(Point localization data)
=== Begin Enclosure ===
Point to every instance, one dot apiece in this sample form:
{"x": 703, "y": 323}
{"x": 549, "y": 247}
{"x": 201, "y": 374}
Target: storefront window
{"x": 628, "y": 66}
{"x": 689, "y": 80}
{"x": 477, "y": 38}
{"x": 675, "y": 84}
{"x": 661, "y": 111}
=== End Enclosure ===
> [Action item] An exact copy of all the entries is the required answer.

> [Answer box]
Point to every instance, one dot apiece in this sample form:
{"x": 703, "y": 323}
{"x": 549, "y": 247}
{"x": 201, "y": 374}
Target: storefront window
{"x": 628, "y": 66}
{"x": 689, "y": 80}
{"x": 477, "y": 38}
{"x": 675, "y": 84}
{"x": 661, "y": 111}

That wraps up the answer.